START RECORDS SUPPLIED

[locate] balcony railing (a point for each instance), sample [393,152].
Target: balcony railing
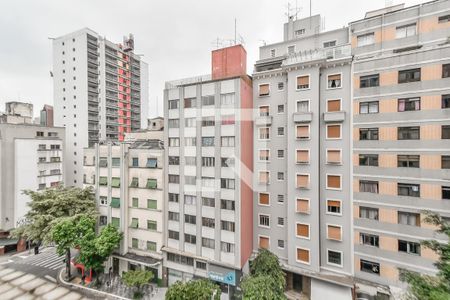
[319,54]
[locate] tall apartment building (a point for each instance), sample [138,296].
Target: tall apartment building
[302,157]
[208,130]
[100,93]
[401,131]
[128,179]
[31,158]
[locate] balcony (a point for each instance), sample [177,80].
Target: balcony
[336,116]
[302,117]
[263,121]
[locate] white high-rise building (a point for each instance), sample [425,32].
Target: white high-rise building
[100,93]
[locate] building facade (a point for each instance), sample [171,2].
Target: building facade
[401,131]
[100,93]
[31,158]
[302,157]
[208,133]
[128,180]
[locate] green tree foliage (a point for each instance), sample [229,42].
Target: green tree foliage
[50,206]
[137,279]
[266,280]
[426,287]
[195,289]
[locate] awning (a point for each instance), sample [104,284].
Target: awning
[115,202]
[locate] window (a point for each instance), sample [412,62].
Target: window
[366,134]
[333,105]
[334,131]
[329,44]
[405,31]
[334,81]
[174,142]
[208,222]
[264,89]
[302,156]
[303,82]
[445,161]
[406,218]
[264,133]
[208,161]
[303,106]
[409,247]
[406,76]
[227,141]
[264,220]
[174,197]
[365,39]
[264,199]
[408,161]
[302,181]
[302,132]
[174,160]
[189,238]
[302,230]
[175,235]
[211,202]
[369,81]
[445,101]
[445,132]
[334,182]
[264,111]
[190,102]
[366,186]
[302,206]
[280,131]
[368,213]
[446,71]
[369,239]
[226,247]
[227,204]
[335,257]
[408,104]
[446,192]
[208,243]
[333,207]
[406,189]
[408,133]
[368,160]
[227,183]
[208,100]
[227,99]
[443,19]
[368,107]
[369,267]
[173,104]
[227,225]
[207,141]
[303,255]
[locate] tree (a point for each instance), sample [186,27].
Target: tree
[265,274]
[137,279]
[427,287]
[201,289]
[50,206]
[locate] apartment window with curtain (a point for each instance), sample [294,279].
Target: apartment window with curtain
[408,104]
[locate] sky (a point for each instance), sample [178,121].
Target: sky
[175,37]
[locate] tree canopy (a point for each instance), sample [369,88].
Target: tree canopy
[201,289]
[50,206]
[427,287]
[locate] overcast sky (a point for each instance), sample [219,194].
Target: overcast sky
[175,37]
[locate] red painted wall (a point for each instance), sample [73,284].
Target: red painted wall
[229,62]
[246,169]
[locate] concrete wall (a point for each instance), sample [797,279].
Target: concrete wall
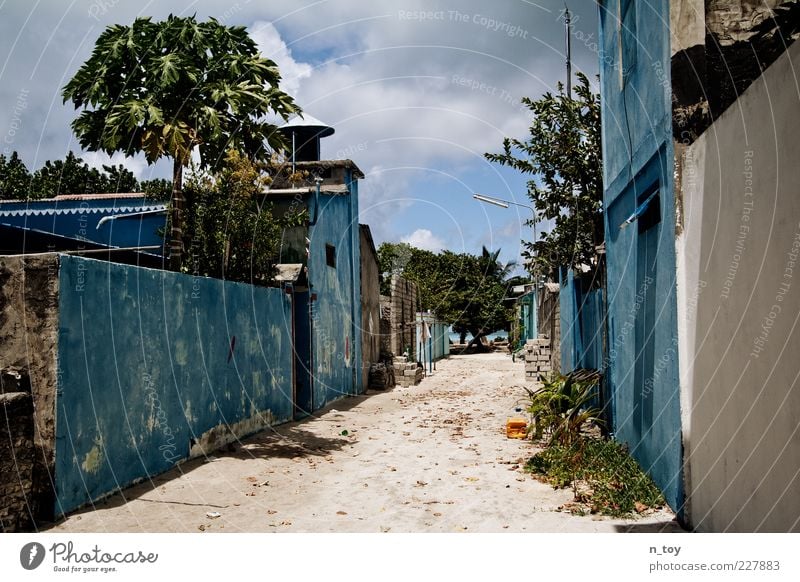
[16,453]
[739,299]
[29,290]
[642,310]
[549,321]
[370,305]
[155,367]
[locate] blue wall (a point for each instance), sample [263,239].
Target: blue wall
[528,307]
[151,360]
[336,323]
[642,317]
[439,345]
[582,324]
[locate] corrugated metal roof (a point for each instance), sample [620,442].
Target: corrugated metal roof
[66,211]
[328,189]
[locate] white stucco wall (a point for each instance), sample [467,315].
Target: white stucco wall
[738,261]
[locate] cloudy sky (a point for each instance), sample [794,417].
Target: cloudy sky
[417,92]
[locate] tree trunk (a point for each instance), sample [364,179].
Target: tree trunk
[476,341]
[176,232]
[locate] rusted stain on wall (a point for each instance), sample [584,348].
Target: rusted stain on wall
[742,39]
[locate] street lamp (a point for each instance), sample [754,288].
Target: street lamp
[505,204]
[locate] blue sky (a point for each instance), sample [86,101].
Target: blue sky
[417,92]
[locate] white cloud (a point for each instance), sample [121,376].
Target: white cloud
[424,239]
[272,46]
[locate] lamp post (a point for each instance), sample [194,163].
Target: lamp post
[505,204]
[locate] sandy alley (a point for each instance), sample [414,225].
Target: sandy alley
[430,458]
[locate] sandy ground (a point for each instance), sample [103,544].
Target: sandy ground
[430,458]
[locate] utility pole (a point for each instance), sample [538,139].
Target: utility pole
[568,23]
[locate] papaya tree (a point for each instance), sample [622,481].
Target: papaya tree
[167,88]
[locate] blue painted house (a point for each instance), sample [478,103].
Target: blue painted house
[326,253]
[638,174]
[700,138]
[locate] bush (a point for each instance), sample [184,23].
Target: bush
[564,405]
[230,231]
[604,477]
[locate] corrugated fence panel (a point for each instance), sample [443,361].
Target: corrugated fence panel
[156,366]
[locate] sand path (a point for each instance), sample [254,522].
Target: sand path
[430,458]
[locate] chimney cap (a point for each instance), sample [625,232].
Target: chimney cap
[307,122]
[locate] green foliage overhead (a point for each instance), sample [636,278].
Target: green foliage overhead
[68,176]
[462,289]
[163,88]
[166,88]
[15,179]
[562,153]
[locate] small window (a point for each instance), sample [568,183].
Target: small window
[330,255]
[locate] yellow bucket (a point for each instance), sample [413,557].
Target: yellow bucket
[516,428]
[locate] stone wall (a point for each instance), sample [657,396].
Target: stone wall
[16,451]
[549,318]
[29,298]
[403,317]
[370,305]
[537,358]
[408,373]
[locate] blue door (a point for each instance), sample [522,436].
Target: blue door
[303,401]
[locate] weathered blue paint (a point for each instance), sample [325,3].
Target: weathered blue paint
[79,218]
[437,346]
[151,362]
[336,311]
[528,308]
[582,323]
[642,310]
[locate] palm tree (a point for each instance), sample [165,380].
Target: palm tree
[165,88]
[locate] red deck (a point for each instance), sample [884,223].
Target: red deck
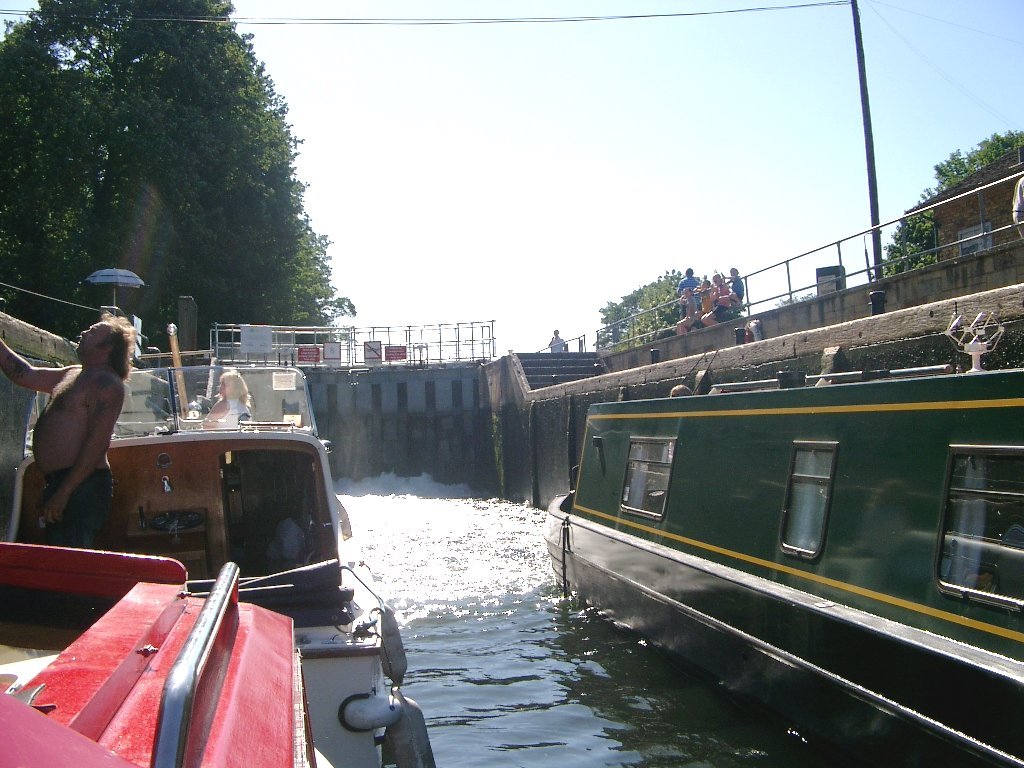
[105,687]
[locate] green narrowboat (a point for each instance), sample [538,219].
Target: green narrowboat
[848,554]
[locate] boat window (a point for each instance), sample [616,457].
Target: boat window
[983,526]
[647,473]
[808,498]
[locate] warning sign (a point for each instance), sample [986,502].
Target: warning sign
[372,352]
[394,352]
[308,353]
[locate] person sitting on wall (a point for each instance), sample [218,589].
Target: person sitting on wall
[233,402]
[558,344]
[736,286]
[723,302]
[704,296]
[685,289]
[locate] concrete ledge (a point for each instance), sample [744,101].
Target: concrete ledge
[927,320]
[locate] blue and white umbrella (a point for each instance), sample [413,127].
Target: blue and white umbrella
[123,278]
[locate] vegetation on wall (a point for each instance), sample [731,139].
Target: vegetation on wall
[628,318]
[915,237]
[133,135]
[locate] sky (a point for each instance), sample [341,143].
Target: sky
[530,173]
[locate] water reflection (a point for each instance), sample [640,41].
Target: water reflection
[509,674]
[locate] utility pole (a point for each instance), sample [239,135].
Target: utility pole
[865,110]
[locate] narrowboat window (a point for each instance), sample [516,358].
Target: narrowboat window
[983,527]
[807,499]
[647,472]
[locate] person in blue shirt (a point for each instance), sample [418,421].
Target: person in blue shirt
[736,284]
[687,306]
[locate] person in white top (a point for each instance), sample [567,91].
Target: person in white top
[1019,206]
[233,401]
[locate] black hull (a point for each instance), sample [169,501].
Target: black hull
[870,687]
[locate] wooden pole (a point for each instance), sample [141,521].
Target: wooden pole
[179,377]
[865,110]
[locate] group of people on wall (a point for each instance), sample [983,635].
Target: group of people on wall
[707,302]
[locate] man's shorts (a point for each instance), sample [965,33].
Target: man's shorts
[87,508]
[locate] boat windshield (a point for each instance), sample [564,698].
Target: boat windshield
[166,399]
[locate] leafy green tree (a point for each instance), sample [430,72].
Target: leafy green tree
[915,236]
[133,135]
[630,318]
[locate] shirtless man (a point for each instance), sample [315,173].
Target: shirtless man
[72,435]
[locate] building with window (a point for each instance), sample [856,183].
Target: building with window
[969,223]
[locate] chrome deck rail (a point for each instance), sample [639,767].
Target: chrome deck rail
[178,698]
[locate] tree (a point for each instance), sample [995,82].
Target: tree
[132,135]
[658,297]
[915,237]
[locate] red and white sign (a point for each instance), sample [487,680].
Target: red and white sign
[394,352]
[308,354]
[372,352]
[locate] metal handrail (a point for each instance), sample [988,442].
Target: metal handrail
[178,698]
[416,345]
[792,294]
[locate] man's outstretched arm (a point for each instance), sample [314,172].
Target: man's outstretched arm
[26,375]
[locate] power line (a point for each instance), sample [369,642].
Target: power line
[50,298]
[963,89]
[946,22]
[326,22]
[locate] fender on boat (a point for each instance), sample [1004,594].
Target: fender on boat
[407,739]
[393,658]
[363,712]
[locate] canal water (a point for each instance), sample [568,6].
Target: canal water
[510,674]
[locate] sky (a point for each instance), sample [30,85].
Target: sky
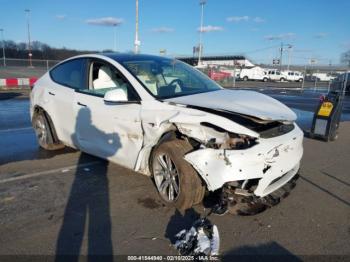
[256,28]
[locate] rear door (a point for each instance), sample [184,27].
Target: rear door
[108,130]
[66,77]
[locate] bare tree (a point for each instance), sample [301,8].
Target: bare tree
[345,58]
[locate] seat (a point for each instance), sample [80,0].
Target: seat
[104,79]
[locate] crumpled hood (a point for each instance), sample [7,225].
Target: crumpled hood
[240,101]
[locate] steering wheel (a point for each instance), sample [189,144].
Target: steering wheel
[178,81]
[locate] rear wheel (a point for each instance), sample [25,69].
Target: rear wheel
[44,132]
[177,182]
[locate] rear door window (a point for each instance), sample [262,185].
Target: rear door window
[104,77]
[71,73]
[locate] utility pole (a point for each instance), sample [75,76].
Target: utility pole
[27,11]
[281,55]
[202,3]
[115,37]
[137,41]
[290,49]
[3,46]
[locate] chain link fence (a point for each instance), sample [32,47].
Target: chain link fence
[36,63]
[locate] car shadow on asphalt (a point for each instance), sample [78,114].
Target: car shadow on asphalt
[271,251]
[88,205]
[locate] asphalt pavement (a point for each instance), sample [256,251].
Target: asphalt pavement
[70,202]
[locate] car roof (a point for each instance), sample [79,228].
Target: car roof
[121,57]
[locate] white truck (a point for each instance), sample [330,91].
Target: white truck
[254,73]
[274,74]
[292,76]
[323,77]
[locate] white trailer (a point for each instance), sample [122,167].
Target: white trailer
[254,73]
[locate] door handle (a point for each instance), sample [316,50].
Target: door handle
[80,104]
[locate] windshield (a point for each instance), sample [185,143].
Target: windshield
[167,78]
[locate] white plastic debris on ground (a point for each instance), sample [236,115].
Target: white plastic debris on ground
[201,239]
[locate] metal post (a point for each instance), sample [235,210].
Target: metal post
[3,46]
[137,41]
[329,82]
[289,55]
[316,81]
[115,37]
[281,55]
[303,82]
[234,74]
[202,3]
[29,43]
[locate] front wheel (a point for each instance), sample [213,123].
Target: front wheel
[177,182]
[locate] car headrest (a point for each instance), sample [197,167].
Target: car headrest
[104,73]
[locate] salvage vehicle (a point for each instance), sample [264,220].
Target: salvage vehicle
[165,119]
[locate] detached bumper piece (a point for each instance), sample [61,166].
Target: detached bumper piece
[243,202]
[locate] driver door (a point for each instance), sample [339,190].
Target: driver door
[108,130]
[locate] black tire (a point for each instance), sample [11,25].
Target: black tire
[191,190]
[45,132]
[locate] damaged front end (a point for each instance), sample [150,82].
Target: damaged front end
[254,172]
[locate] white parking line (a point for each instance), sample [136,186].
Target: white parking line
[16,129]
[48,172]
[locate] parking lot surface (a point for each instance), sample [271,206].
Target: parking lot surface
[68,202]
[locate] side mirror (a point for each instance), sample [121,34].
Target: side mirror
[115,96]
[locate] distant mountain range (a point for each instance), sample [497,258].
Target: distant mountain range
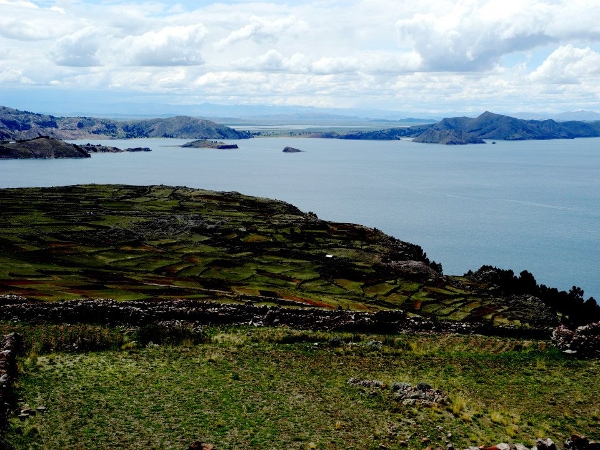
[20,125]
[465,130]
[17,125]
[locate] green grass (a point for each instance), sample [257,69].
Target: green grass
[79,237]
[284,389]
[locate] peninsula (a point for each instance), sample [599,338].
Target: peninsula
[45,147]
[465,130]
[16,124]
[205,143]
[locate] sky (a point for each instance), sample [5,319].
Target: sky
[425,56]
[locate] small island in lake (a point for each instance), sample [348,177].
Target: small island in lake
[205,143]
[292,150]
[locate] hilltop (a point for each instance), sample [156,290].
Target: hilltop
[16,124]
[461,130]
[160,242]
[45,147]
[466,130]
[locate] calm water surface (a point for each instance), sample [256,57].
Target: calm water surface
[516,205]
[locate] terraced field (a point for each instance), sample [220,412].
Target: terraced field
[159,242]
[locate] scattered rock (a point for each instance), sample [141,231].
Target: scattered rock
[291,150]
[584,342]
[201,446]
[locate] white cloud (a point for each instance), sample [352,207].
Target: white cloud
[78,49]
[568,65]
[376,53]
[169,46]
[261,30]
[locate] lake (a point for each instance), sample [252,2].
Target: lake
[528,205]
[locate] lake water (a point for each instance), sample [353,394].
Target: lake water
[517,205]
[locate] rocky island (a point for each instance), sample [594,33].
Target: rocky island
[205,143]
[288,149]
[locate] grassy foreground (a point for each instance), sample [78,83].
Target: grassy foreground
[282,389]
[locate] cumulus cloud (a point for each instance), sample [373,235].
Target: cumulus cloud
[475,34]
[382,52]
[568,65]
[78,49]
[169,46]
[262,30]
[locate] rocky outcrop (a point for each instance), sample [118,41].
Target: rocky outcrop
[466,130]
[139,313]
[43,148]
[9,348]
[583,342]
[205,143]
[447,137]
[98,148]
[15,124]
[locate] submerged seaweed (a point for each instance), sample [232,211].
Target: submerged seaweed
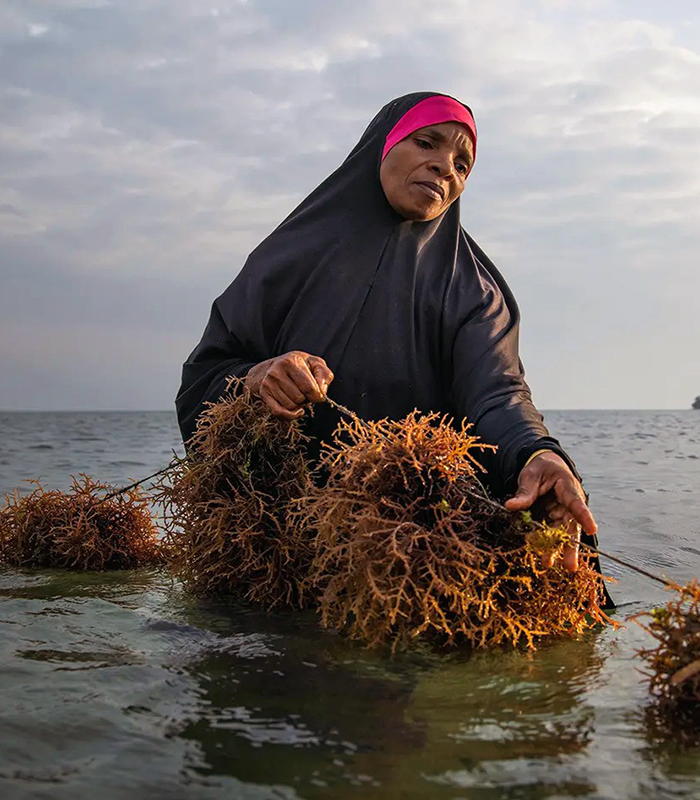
[673,665]
[407,543]
[80,529]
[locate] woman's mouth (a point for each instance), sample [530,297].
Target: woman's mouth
[431,189]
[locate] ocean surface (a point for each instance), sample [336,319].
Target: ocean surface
[122,686]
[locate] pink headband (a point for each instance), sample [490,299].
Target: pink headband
[431,111]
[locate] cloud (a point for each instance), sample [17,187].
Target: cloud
[148,145]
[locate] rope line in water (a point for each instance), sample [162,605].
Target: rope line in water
[363,423]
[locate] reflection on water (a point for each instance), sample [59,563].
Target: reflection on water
[122,685]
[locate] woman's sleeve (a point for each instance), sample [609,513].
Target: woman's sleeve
[489,388]
[217,357]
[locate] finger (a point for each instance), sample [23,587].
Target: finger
[568,495]
[300,374]
[570,554]
[281,395]
[277,409]
[321,372]
[279,382]
[528,491]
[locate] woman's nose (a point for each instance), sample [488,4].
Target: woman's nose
[443,168]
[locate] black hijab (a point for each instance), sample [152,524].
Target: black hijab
[406,314]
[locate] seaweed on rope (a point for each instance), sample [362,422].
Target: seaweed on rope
[80,529]
[407,543]
[673,664]
[226,504]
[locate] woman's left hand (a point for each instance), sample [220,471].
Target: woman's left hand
[549,477]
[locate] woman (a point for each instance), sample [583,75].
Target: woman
[372,284]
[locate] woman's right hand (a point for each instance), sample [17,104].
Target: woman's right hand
[288,382]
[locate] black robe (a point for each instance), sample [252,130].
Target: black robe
[406,314]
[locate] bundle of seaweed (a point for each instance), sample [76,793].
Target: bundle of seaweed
[407,543]
[80,529]
[226,504]
[673,665]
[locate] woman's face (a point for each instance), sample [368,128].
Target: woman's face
[425,172]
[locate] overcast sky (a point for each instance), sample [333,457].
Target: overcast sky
[146,146]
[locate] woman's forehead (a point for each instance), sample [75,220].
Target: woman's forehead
[453,133]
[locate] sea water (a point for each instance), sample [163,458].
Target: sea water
[122,686]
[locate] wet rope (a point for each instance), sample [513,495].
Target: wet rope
[363,423]
[663,581]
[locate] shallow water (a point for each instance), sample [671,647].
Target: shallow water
[122,686]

END RECORDS SUPPLIED

# EXERCISE AIM:
Repeat the line containing "[locate] cloud (a" and all subsequent lines through the final line of the data, exactly and with no others.

# WRITTEN ANSWER:
[locate] cloud (a point for each instance), sample [17,187].
Target: cloud
[148,145]
[locate] rope line in water (a point for each instance), sample [162,605].
Target: rope line in water
[363,423]
[locate] reflection on water (a point for each instance), sample [59,563].
Target: reflection on water
[122,685]
[locate] woman's sleeve (a point for each instance), sample [609,513].
Target: woman's sleeve
[489,388]
[217,357]
[locate] finger (a point for each instance), sample [23,587].
Target: finger
[568,495]
[300,374]
[570,554]
[281,395]
[277,409]
[321,372]
[279,382]
[528,491]
[locate] woman's nose (a point for each instance), sample [488,4].
Target: woman's nose
[443,168]
[locate] black hijab (a point for each instance), sample [152,524].
Target: black hijab
[406,314]
[locate] seaweed on rope (a point for each instance), sample [362,422].
Target: seaweed on rope
[80,529]
[407,543]
[673,664]
[226,504]
[locate] woman's left hand (a point for each instance), sample [220,471].
Target: woman's left hand
[549,477]
[locate] woman (a point for each instance), sample [583,75].
Target: woman
[372,284]
[locate] woman's right hand (a point for each instance), sample [17,104].
Target: woman's right hand
[288,382]
[locate] black robe (a point for each instance), sample [252,130].
Target: black robe
[406,314]
[locate] bundle of seaweed (a point for each instance), sample [76,793].
Target: bundle of seaweed
[407,543]
[80,529]
[226,504]
[673,665]
[locate] woman's face (a point for each instance), sample [368,128].
Target: woman's face
[425,172]
[locate] overcast sky (a point for each instance), sample [333,457].
Target: overcast sky
[146,146]
[locate] woman's forehead (a point for each instance), sample [75,220].
Target: woman's forehead
[453,133]
[locate] sea water (a point for each instance), sample [163,458].
Target: sea water
[122,686]
[locate] wet rope (a point for each instance), sample [513,495].
Target: wet rope
[363,423]
[663,581]
[locate] shallow water (a point for each instance), sample [671,647].
Target: shallow water
[122,686]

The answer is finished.